▸ **Your assignment**: Return exactly the span of lines in the following data that opens with the line containing "box: [726, 1194, 839, 1409]" and closes with the line containing "box: [1424, 394, 1500, 511]". Include nothing else.

▸ **Provided information**:
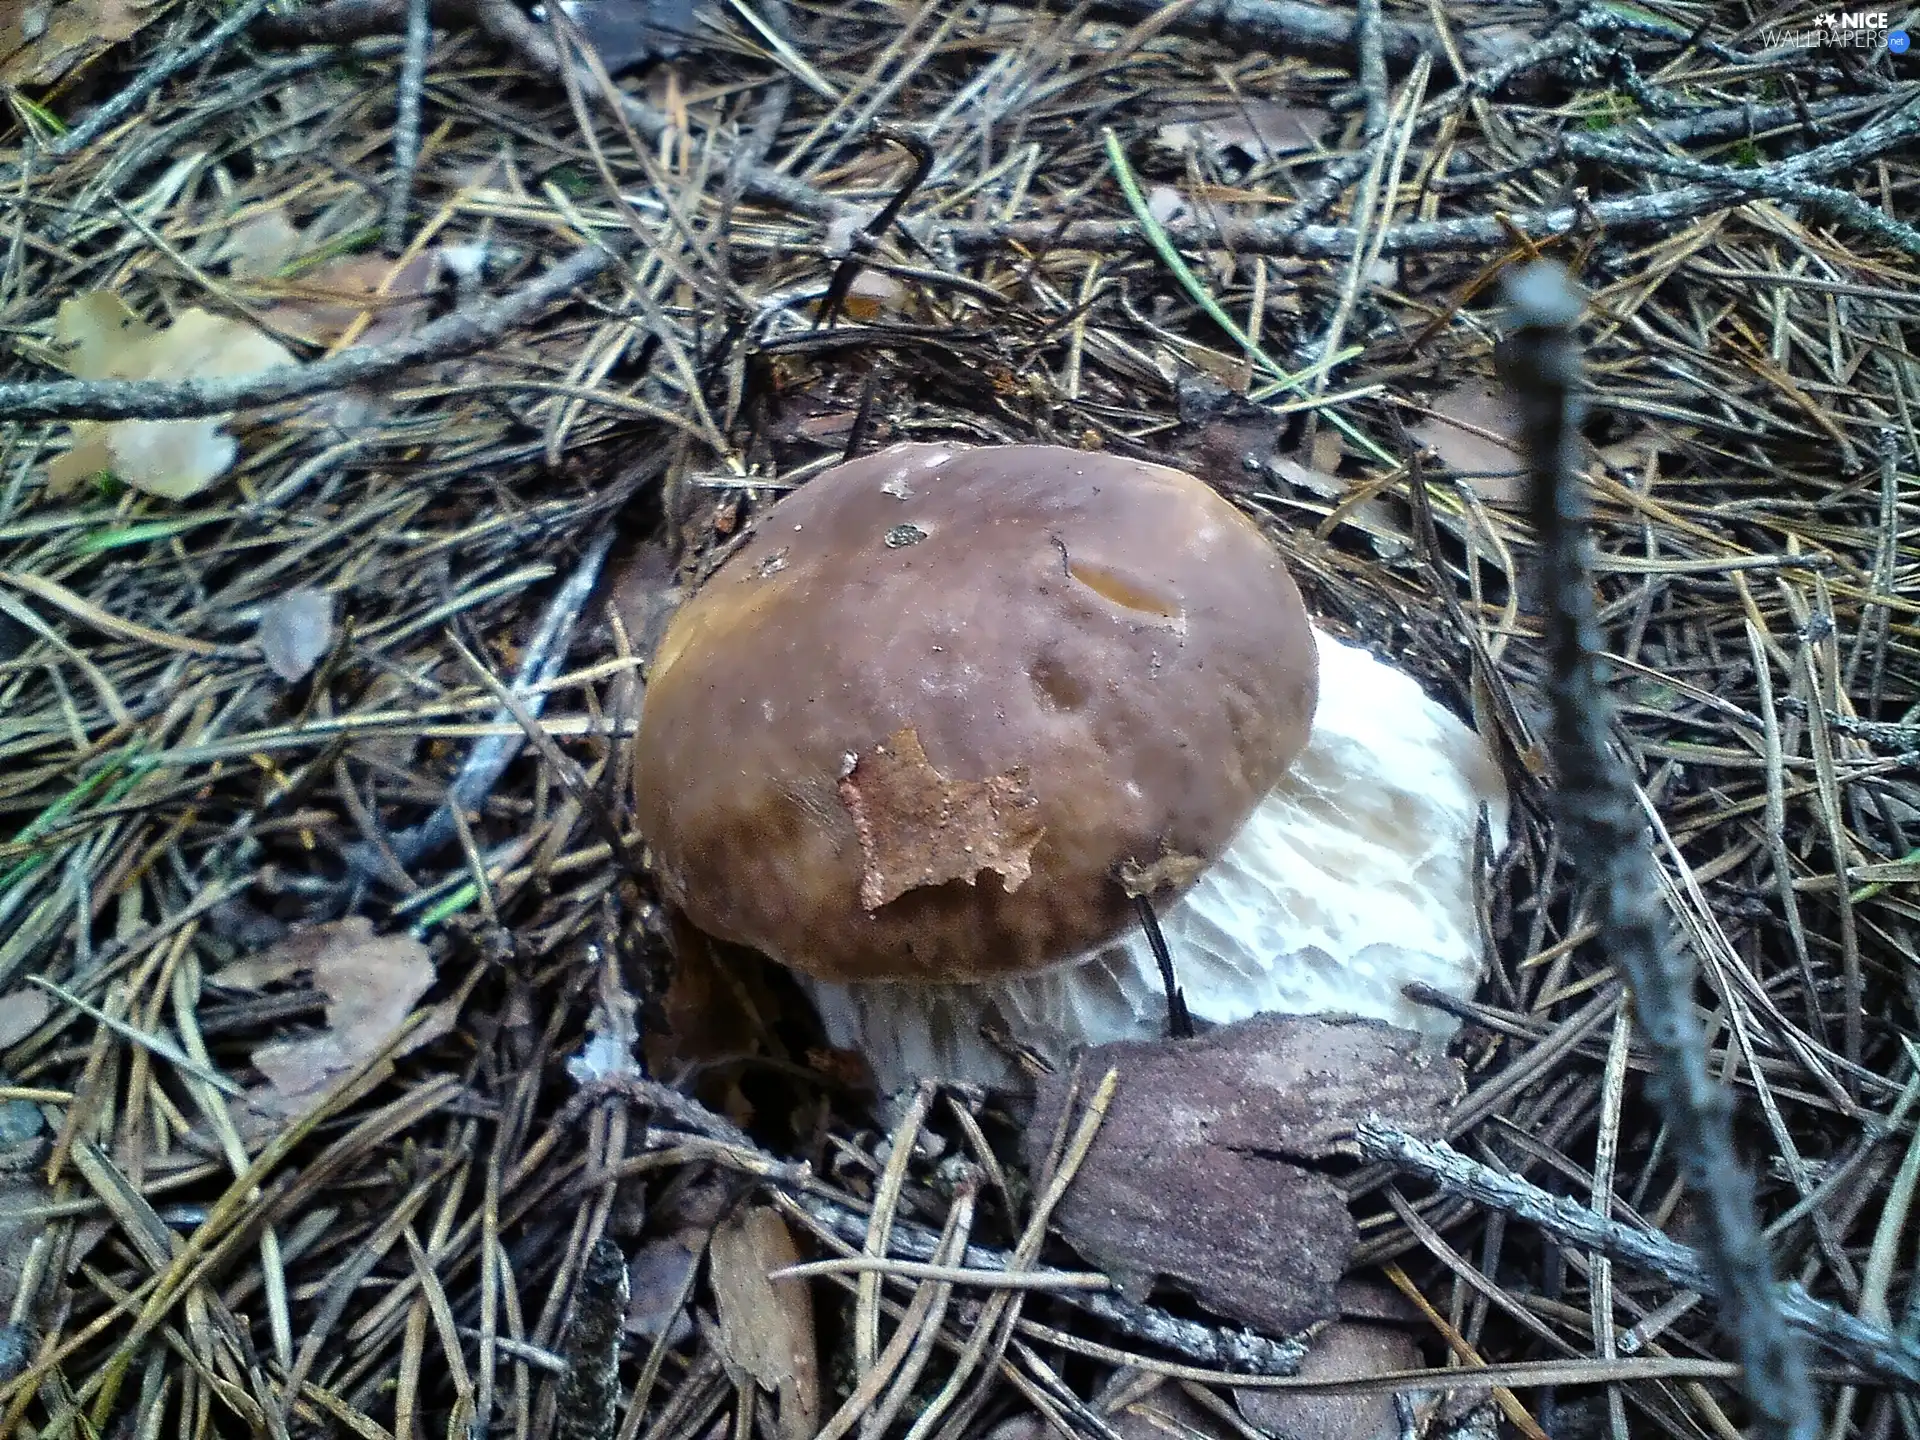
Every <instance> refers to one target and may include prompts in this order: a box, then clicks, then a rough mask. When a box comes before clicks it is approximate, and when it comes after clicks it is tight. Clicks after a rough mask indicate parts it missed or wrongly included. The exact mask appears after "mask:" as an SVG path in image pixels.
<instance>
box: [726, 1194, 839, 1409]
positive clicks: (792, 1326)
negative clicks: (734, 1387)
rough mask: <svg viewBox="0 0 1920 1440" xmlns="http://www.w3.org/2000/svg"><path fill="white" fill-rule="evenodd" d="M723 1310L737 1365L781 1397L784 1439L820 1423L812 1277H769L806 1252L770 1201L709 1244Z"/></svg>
mask: <svg viewBox="0 0 1920 1440" xmlns="http://www.w3.org/2000/svg"><path fill="white" fill-rule="evenodd" d="M708 1256H710V1260H712V1269H710V1279H712V1286H714V1302H716V1308H718V1311H720V1348H722V1350H724V1352H726V1357H728V1361H730V1363H732V1365H735V1367H737V1369H741V1371H745V1373H747V1375H751V1377H753V1379H755V1382H756V1384H758V1386H760V1388H762V1390H772V1392H776V1394H778V1396H780V1434H781V1440H808V1438H810V1436H812V1434H814V1430H818V1428H820V1357H818V1350H816V1344H814V1302H812V1294H810V1292H808V1290H806V1281H770V1279H768V1275H770V1273H772V1271H776V1269H781V1267H785V1265H795V1263H799V1260H801V1252H799V1250H797V1248H795V1244H793V1235H791V1231H787V1223H785V1221H783V1219H781V1217H780V1215H778V1213H774V1212H772V1210H770V1208H766V1206H745V1208H741V1210H737V1212H733V1213H732V1215H728V1217H726V1219H724V1221H722V1223H720V1229H716V1231H714V1238H712V1242H710V1246H708Z"/></svg>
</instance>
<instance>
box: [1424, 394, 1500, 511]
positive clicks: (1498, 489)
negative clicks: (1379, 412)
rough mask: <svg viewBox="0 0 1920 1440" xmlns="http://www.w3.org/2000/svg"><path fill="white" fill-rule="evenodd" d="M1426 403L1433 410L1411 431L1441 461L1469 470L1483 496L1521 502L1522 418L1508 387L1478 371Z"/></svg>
mask: <svg viewBox="0 0 1920 1440" xmlns="http://www.w3.org/2000/svg"><path fill="white" fill-rule="evenodd" d="M1428 409H1430V411H1432V415H1430V417H1428V419H1425V420H1421V422H1419V424H1411V426H1407V434H1411V436H1413V438H1415V440H1419V442H1421V444H1423V445H1432V449H1434V451H1436V453H1438V455H1440V461H1442V463H1444V465H1446V467H1448V468H1452V470H1457V472H1459V474H1461V476H1465V478H1467V482H1469V484H1471V486H1473V488H1475V492H1476V493H1478V495H1480V499H1486V501H1492V503H1496V505H1511V503H1517V501H1519V499H1521V476H1523V474H1524V470H1526V461H1524V455H1523V453H1521V419H1519V415H1517V413H1515V411H1513V401H1511V399H1509V397H1507V392H1505V388H1503V386H1498V384H1494V382H1492V380H1486V378H1480V376H1475V378H1471V380H1463V382H1461V384H1457V386H1453V388H1452V390H1442V392H1440V394H1438V396H1434V399H1432V403H1430V405H1428Z"/></svg>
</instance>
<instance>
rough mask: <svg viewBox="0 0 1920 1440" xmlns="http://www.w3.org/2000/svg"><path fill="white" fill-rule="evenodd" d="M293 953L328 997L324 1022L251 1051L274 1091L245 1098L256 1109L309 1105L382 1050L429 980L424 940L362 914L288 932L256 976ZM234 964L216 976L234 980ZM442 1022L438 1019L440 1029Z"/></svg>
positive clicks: (261, 1109)
mask: <svg viewBox="0 0 1920 1440" xmlns="http://www.w3.org/2000/svg"><path fill="white" fill-rule="evenodd" d="M298 958H305V966H301V968H307V970H311V972H313V983H315V987H317V989H319V991H321V993H323V995H324V996H326V1029H324V1031H321V1033H317V1035H307V1037H305V1039H298V1041H280V1043H275V1044H263V1046H259V1048H257V1050H253V1068H255V1069H259V1073H261V1075H265V1077H267V1083H269V1085H271V1091H267V1092H259V1091H255V1092H253V1094H252V1096H250V1098H252V1100H253V1104H255V1108H259V1110H265V1112H271V1114H282V1116H286V1114H300V1112H301V1110H305V1108H309V1106H311V1104H313V1102H315V1100H317V1098H319V1096H321V1094H323V1092H324V1091H326V1087H328V1085H332V1083H334V1081H336V1079H338V1077H340V1075H344V1073H346V1071H349V1069H357V1068H359V1066H363V1064H367V1062H369V1060H371V1058H372V1056H376V1054H380V1050H384V1048H386V1046H388V1044H390V1043H392V1041H394V1037H396V1035H397V1033H399V1029H401V1025H405V1021H407V1016H409V1014H413V1006H415V1004H417V1002H419V1000H420V996H422V995H426V991H428V989H430V987H432V983H434V962H432V958H430V956H428V952H426V947H424V945H420V943H419V941H417V939H413V937H411V935H374V929H372V922H371V920H365V918H363V916H355V918H351V920H336V922H328V924H324V925H315V927H313V929H307V931H300V933H296V935H292V937H288V939H286V941H282V943H280V945H276V947H273V952H269V954H267V956H259V958H257V960H259V966H257V970H255V972H253V975H275V977H280V975H282V973H284V966H286V964H288V962H290V960H298ZM242 964H246V962H242ZM234 970H240V966H228V968H227V970H223V972H219V973H217V975H215V979H217V981H221V983H232V981H230V979H228V975H230V973H232V972H234ZM445 1021H447V1018H445V1016H440V1018H438V1023H440V1027H442V1029H444V1027H445ZM409 1039H411V1041H413V1043H422V1041H424V1037H419V1035H417V1037H409Z"/></svg>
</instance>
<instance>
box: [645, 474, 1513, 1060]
mask: <svg viewBox="0 0 1920 1440" xmlns="http://www.w3.org/2000/svg"><path fill="white" fill-rule="evenodd" d="M1346 649H1348V647H1340V651H1346ZM1327 655H1334V659H1336V660H1338V662H1340V668H1342V672H1346V670H1352V668H1354V666H1352V664H1348V660H1354V659H1357V660H1365V662H1371V659H1369V657H1363V653H1359V651H1352V653H1350V655H1346V653H1336V651H1331V649H1329V641H1325V639H1323V637H1321V636H1317V632H1315V630H1313V626H1311V624H1309V620H1308V612H1306V607H1304V605H1302V599H1300V591H1298V589H1296V586H1294V582H1292V578H1290V576H1288V572H1286V566H1284V563H1283V559H1281V555H1279V553H1277V551H1275V549H1273V545H1271V543H1269V541H1267V538H1265V536H1263V534H1261V532H1260V528H1258V526H1256V524H1254V522H1252V520H1248V518H1246V516H1244V515H1240V513H1238V511H1236V509H1235V507H1233V505H1231V503H1227V501H1225V499H1223V497H1221V495H1219V493H1215V492H1213V490H1212V488H1210V486H1206V484H1204V482H1200V480H1196V478H1194V476H1190V474H1183V472H1181V470H1173V468H1167V467H1160V465H1148V463H1142V461H1133V459H1123V457H1117V455H1110V453H1083V451H1073V449H1060V447H1048V445H993V447H966V445H956V444H904V445H893V447H891V449H885V451H879V453H876V455H868V457H864V459H858V461H852V463H847V465H841V467H835V468H831V470H826V472H822V474H820V476H816V478H812V480H808V482H806V484H804V486H801V488H799V490H797V492H793V493H789V495H785V497H783V499H781V501H778V503H776V505H772V507H770V509H768V511H766V513H764V515H762V516H760V518H758V524H756V530H755V532H753V534H751V536H749V538H747V541H745V543H743V545H741V547H739V549H737V551H735V553H733V555H730V557H728V559H726V561H724V563H722V564H720V566H718V568H716V570H714V574H712V576H710V578H708V580H707V584H705V586H703V588H701V589H699V591H697V593H695V595H693V597H691V599H689V601H687V603H685V605H684V607H682V609H680V612H678V614H676V616H674V620H672V624H670V626H668V628H666V634H664V637H662V641H660V647H659V651H657V653H655V657H653V664H651V668H649V674H647V689H645V703H643V714H641V726H639V743H637V753H636V789H637V808H639V822H641V831H643V835H645V841H647V845H649V851H651V856H653V866H655V877H657V881H659V885H660V891H662V893H664V897H666V899H668V900H670V902H672V904H674V906H678V908H680V910H682V912H684V914H685V918H687V920H689V922H691V924H695V925H697V927H699V929H703V931H707V933H710V935H716V937H720V939H724V941H733V943H739V945H749V947H753V948H756V950H760V952H764V954H768V956H772V958H774V960H778V962H781V964H785V966H789V968H791V970H795V972H799V973H801V977H803V979H804V981H806V983H808V989H810V991H812V995H814V998H816V1002H818V1004H820V1010H822V1018H824V1020H826V1025H828V1031H829V1037H831V1039H833V1041H835V1043H839V1044H851V1046H854V1048H860V1050H864V1052H866V1054H868V1058H870V1062H872V1064H874V1069H876V1075H877V1077H879V1079H881V1081H883V1083H885V1085H899V1083H906V1081H908V1079H912V1077H916V1075H924V1073H933V1075H941V1077H947V1079H975V1081H996V1079H1004V1077H1006V1062H1004V1058H1002V1056H1000V1054H998V1052H996V1050H995V1048H991V1046H989V1044H985V1043H983V1041H981V1021H993V1023H995V1025H998V1027H1000V1029H1004V1031H1008V1033H1010V1035H1012V1037H1014V1039H1023V1041H1037V1043H1039V1048H1043V1050H1048V1052H1056V1056H1060V1054H1064V1050H1066V1048H1068V1046H1071V1044H1075V1043H1102V1041H1110V1039H1119V1037H1131V1035H1139V1033H1140V1031H1142V1021H1144V1025H1152V1023H1158V1021H1160V1020H1164V998H1162V1000H1158V1002H1148V1000H1146V991H1142V993H1140V995H1139V996H1135V995H1131V993H1127V985H1117V989H1116V975H1117V973H1119V970H1125V966H1127V964H1135V962H1133V960H1117V958H1116V956H1131V954H1133V950H1131V948H1129V939H1127V937H1129V935H1131V933H1133V931H1135V929H1137V918H1135V902H1133V899H1131V897H1133V895H1137V893H1148V895H1150V899H1152V900H1154V904H1156V908H1158V910H1160V912H1162V914H1164V916H1165V918H1167V922H1169V924H1171V925H1173V929H1175V931H1177V933H1179V935H1181V941H1183V945H1185V943H1188V941H1190V939H1192V935H1190V931H1192V925H1190V924H1187V922H1183V920H1181V918H1179V908H1181V906H1183V904H1185V900H1187V897H1190V895H1194V893H1200V891H1206V889H1208V887H1210V885H1212V889H1213V891H1217V889H1219V879H1221V877H1219V874H1217V872H1219V866H1221V862H1223V858H1227V856H1229V854H1231V851H1233V849H1235V845H1236V837H1240V835H1242V833H1244V831H1248V829H1261V828H1260V812H1261V810H1263V808H1267V806H1271V797H1273V795H1275V793H1277V787H1283V785H1284V778H1286V772H1288V766H1290V764H1292V762H1294V760H1296V756H1300V755H1302V751H1304V749H1306V747H1308V739H1309V732H1311V730H1313V716H1315V703H1317V699H1319V697H1321V664H1323V657H1327ZM1388 674H1394V672H1388ZM1396 678H1398V676H1396ZM1400 680H1402V682H1404V678H1400ZM1404 684H1405V689H1407V691H1413V695H1417V687H1415V685H1413V684H1411V682H1404ZM1407 699H1409V697H1407V695H1404V693H1396V695H1392V701H1394V703H1396V705H1405V703H1407ZM1432 708H1436V707H1432ZM1448 720H1452V716H1448ZM1453 726H1455V728H1457V730H1463V728H1461V726H1459V722H1453ZM1469 733H1471V732H1469ZM1394 799H1396V797H1392V795H1390V797H1386V803H1388V808H1390V806H1392V803H1394ZM1325 808H1327V806H1325V804H1323V806H1321V810H1323V812H1325ZM1375 820H1379V816H1375ZM1409 820H1415V822H1417V820H1419V816H1409ZM1269 829H1271V826H1265V828H1263V831H1261V833H1263V835H1265V831H1269ZM1428 839H1430V837H1428ZM1271 841H1273V837H1271V835H1265V839H1263V845H1261V854H1269V852H1271V851H1273V843H1271ZM1423 843H1425V841H1423ZM1284 847H1286V839H1284V837H1283V839H1281V849H1283V851H1284ZM1467 851H1469V852H1471V829H1469V837H1467ZM1269 858H1271V854H1269ZM1269 868H1271V866H1269ZM1229 889H1231V893H1233V899H1231V904H1233V906H1235V908H1240V910H1248V914H1242V916H1240V918H1238V927H1240V929H1242V931H1244V947H1242V950H1244V954H1242V952H1240V950H1235V945H1236V941H1233V939H1221V937H1212V939H1210V941H1208V945H1212V948H1213V950H1233V952H1235V958H1233V962H1231V964H1229V970H1235V968H1244V970H1248V972H1261V970H1263V968H1265V966H1267V964H1269V960H1273V958H1275V956H1277V954H1281V952H1288V950H1292V948H1296V947H1292V945H1290V943H1288V941H1286V939H1284V937H1283V935H1277V931H1279V929H1284V916H1279V914H1265V916H1261V914H1258V910H1260V906H1258V902H1256V904H1252V906H1248V900H1250V899H1252V897H1250V895H1248V893H1246V885H1244V883H1238V885H1229ZM1215 920H1217V918H1215ZM1210 924H1212V922H1210ZM1229 929H1231V925H1229ZM1315 939H1317V937H1309V943H1313V941H1315ZM1256 952H1263V954H1256ZM1140 958H1142V960H1144V966H1146V970H1144V973H1142V975H1140V979H1142V981H1146V977H1148V975H1152V977H1154V979H1152V981H1150V983H1146V989H1150V991H1154V993H1158V972H1156V968H1154V966H1152V960H1150V958H1144V950H1142V952H1140ZM1089 962H1092V964H1089ZM1177 962H1179V964H1181V975H1183V981H1185V985H1187V995H1188V1000H1190V1004H1192V1008H1194V1014H1196V1016H1198V1018H1202V1020H1233V1018H1240V1016H1244V1014H1254V1012H1256V1010H1261V1008H1288V1006H1284V1004H1283V1006H1269V1004H1265V993H1267V991H1271V989H1273V987H1271V985H1267V987H1261V985H1254V989H1248V987H1246V985H1244V983H1240V981H1235V989H1238V991H1240V995H1238V998H1235V996H1215V995H1212V993H1210V985H1208V983H1200V977H1196V975H1190V973H1187V956H1185V954H1179V956H1177ZM1473 962H1475V964H1476V954H1475V956H1473ZM1116 966H1117V968H1116ZM1081 972H1085V973H1081ZM1083 979H1089V981H1092V987H1094V991H1092V993H1089V995H1087V996H1085V1000H1087V1002H1085V1004H1083V1002H1081V1000H1079V998H1075V996H1077V991H1079V989H1085V987H1083ZM1033 985H1039V987H1041V989H1037V991H1031V993H1027V995H1023V993H1021V987H1033ZM1394 995H1396V998H1398V987H1394ZM1248 996H1258V1000H1256V1002H1248ZM1137 1000H1139V1002H1137ZM1400 1004H1402V1006H1405V1002H1404V1000H1402V1002H1400ZM1319 1008H1327V1006H1319ZM1331 1008H1350V1010H1357V1012H1361V1014H1377V1008H1367V1006H1365V1004H1359V1006H1331ZM1023 1010H1033V1014H1031V1020H1033V1021H1035V1023H1033V1025H1027V1023H1025V1021H1023V1014H1021V1012H1023ZM1142 1010H1150V1012H1152V1014H1154V1020H1146V1016H1144V1014H1142ZM1029 1031H1031V1033H1029Z"/></svg>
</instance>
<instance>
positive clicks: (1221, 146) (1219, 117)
mask: <svg viewBox="0 0 1920 1440" xmlns="http://www.w3.org/2000/svg"><path fill="white" fill-rule="evenodd" d="M1331 125H1332V117H1331V115H1329V113H1327V111H1325V109H1313V108H1311V106H1284V104H1281V102H1279V100H1246V102H1242V104H1238V106H1235V108H1233V109H1227V111H1221V113H1215V115H1204V117H1192V119H1183V121H1175V123H1171V125H1162V127H1160V134H1158V138H1160V144H1162V146H1165V148H1167V150H1175V152H1181V154H1187V152H1200V154H1204V156H1208V157H1210V159H1213V161H1223V159H1225V161H1229V163H1233V161H1238V163H1240V165H1248V163H1260V161H1263V159H1279V157H1281V156H1294V154H1300V152H1302V150H1313V148H1317V146H1319V140H1321V136H1323V134H1327V129H1329V127H1331Z"/></svg>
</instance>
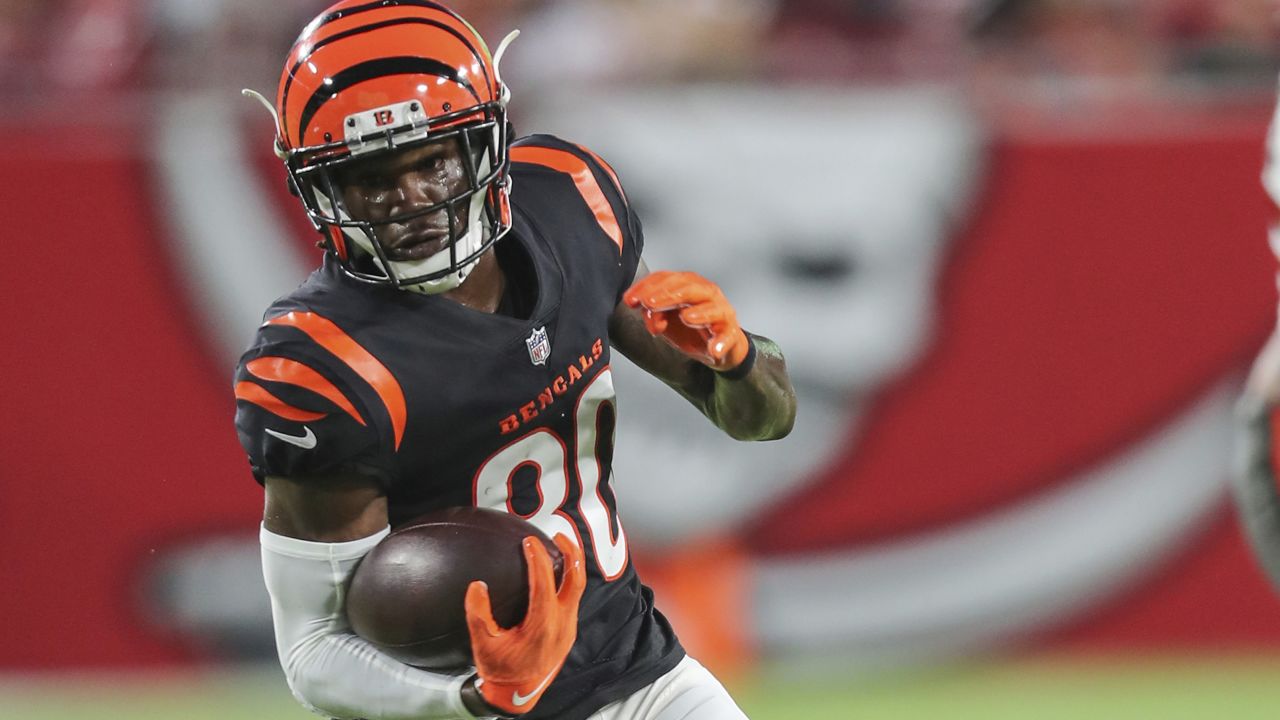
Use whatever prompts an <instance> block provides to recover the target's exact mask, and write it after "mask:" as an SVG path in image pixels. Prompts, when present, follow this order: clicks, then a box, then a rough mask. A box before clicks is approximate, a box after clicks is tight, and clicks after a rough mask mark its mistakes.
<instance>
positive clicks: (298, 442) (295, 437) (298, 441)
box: [264, 425, 316, 450]
mask: <svg viewBox="0 0 1280 720" xmlns="http://www.w3.org/2000/svg"><path fill="white" fill-rule="evenodd" d="M264 429H266V434H269V436H271V437H275V438H280V439H283V441H284V442H287V443H289V445H296V446H298V447H301V448H302V450H311V448H312V447H315V446H316V434H315V433H314V432H311V428H308V427H306V425H302V429H303V430H306V432H305V433H302V434H301V436H287V434H284V433H278V432H275V430H273V429H270V428H264Z"/></svg>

▸ **Answer space**:
box: [726, 1194, 839, 1409]
positive clicks: (792, 1326)
negative clicks: (734, 1387)
rough mask: <svg viewBox="0 0 1920 1440" xmlns="http://www.w3.org/2000/svg"><path fill="white" fill-rule="evenodd" d="M723 1310L737 1365L781 1397L784 1439L820 1423L812 1277H769L806 1252L770 1201L709 1244Z"/></svg>
mask: <svg viewBox="0 0 1920 1440" xmlns="http://www.w3.org/2000/svg"><path fill="white" fill-rule="evenodd" d="M708 1256H710V1260H712V1269H710V1279H712V1286H714V1302H716V1308H718V1311H720V1348H722V1350H724V1352H726V1357H728V1361H730V1363H732V1365H735V1367H737V1369H741V1371H745V1373H747V1375H751V1377H753V1379H755V1382H756V1384H758V1386H760V1388H762V1390H772V1392H776V1394H778V1396H780V1434H781V1440H808V1438H810V1436H812V1434H814V1430H818V1428H820V1357H818V1350H816V1344H814V1302H812V1294H810V1292H808V1290H806V1281H770V1279H768V1275H770V1273H772V1271H776V1269H781V1267H785V1265H795V1263H799V1260H801V1252H799V1250H797V1248H795V1244H793V1235H791V1231H787V1223H785V1221H783V1219H781V1217H780V1215H778V1213H774V1212H772V1210H770V1208H766V1206H745V1208H741V1210H737V1212H733V1213H732V1215H728V1217H726V1219H724V1221H722V1223H720V1229H716V1231H714V1238H712V1242H710V1246H708Z"/></svg>
</instance>
<instance>
box: [1424, 394, 1500, 511]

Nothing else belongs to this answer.